Copy out, word for word, the rows below from the line containing "of the man." through the line containing "[[386, 631]]", including both of those lines.

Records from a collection
------------------------------------------------
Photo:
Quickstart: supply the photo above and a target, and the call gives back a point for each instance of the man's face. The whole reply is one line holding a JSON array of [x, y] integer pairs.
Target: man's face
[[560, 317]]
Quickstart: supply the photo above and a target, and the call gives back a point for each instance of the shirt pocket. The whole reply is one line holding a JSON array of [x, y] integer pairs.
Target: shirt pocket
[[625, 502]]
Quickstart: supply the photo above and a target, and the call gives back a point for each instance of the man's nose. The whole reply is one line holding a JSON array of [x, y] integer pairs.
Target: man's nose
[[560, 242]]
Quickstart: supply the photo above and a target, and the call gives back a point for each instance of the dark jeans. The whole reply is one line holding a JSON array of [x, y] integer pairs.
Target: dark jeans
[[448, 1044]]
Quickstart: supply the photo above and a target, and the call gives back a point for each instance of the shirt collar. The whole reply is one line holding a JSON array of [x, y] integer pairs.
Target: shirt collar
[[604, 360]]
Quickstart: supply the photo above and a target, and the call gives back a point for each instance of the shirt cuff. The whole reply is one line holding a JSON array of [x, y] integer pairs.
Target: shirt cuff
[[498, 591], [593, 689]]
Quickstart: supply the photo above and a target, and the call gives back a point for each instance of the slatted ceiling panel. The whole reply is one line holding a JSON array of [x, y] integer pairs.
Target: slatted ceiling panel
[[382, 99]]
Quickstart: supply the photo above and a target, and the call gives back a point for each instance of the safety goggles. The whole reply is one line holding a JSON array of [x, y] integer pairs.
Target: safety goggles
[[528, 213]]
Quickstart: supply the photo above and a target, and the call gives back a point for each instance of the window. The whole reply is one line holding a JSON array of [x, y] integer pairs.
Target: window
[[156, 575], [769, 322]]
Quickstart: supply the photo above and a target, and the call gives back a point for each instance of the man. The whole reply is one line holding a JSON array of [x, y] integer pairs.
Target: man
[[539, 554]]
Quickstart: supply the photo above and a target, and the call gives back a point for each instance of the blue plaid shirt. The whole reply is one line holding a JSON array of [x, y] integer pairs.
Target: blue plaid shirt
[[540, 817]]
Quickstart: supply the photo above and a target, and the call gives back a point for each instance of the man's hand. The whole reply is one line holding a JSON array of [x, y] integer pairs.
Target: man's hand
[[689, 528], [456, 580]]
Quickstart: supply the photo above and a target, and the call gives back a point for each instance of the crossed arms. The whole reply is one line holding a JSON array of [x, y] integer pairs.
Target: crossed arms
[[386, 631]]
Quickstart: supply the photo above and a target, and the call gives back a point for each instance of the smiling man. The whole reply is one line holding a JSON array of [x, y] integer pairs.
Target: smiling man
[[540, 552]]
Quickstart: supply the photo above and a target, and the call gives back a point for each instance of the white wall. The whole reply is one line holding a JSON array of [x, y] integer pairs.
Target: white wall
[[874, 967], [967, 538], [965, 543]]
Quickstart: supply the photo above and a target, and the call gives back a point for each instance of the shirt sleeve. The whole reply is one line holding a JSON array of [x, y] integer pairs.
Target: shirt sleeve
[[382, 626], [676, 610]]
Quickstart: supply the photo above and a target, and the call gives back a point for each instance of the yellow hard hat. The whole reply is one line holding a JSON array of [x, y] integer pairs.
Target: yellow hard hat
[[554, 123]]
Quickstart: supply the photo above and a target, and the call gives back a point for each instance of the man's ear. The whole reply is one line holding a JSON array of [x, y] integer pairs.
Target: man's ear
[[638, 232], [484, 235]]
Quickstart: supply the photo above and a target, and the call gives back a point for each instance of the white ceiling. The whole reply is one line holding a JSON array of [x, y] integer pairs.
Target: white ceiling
------------------------------------------------
[EXERCISE SOLUTION]
Quickstart: supply the photo above and a target, and the call gives back a point for each instance of the man. The whole reply is one line holding a JSON array of [x, y] integer pairs.
Target: man
[[539, 554]]
Quickstart: supply the photo above and a target, and the call gives back a point for each instance of the blue plaid shirt. The whole reply is one line holding a JSON array of [x, y] integer pairs.
Target: blue plaid shirt
[[540, 817]]
Quickstart: supply the photo above and a target, and the call gives back a point for each instance of the man's hand. The whole reply is one line holding a JSON array of [x, y] integer pairs.
Target: man's hand
[[689, 528], [456, 580]]
Quickstart: supply the photo above and a target, and the call gives back a point for each instance of the crossed arms. The whole reply is one line holding a JSON array of [x, y] integer pairs.
Target: crossed arms
[[386, 631]]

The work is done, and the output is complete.